**Records for the task**
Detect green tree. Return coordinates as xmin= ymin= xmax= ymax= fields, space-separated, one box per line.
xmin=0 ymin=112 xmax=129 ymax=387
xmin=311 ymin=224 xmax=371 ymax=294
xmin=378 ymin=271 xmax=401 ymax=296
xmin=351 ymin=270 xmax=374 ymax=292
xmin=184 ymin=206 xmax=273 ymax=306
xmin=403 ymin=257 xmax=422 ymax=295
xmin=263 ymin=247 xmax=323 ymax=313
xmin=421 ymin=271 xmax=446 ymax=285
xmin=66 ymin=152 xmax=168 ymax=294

**Prompt**
Keep every word the same and copy out all of the entries.

**Problem solution**
Detect green tree. Return coordinates as xmin= ymin= xmax= ymax= fields, space-separated, one box per line.
xmin=0 ymin=112 xmax=129 ymax=387
xmin=311 ymin=224 xmax=371 ymax=294
xmin=378 ymin=271 xmax=401 ymax=296
xmin=351 ymin=270 xmax=374 ymax=292
xmin=184 ymin=206 xmax=273 ymax=306
xmin=403 ymin=257 xmax=422 ymax=295
xmin=263 ymin=247 xmax=323 ymax=313
xmin=421 ymin=271 xmax=446 ymax=285
xmin=66 ymin=152 xmax=168 ymax=294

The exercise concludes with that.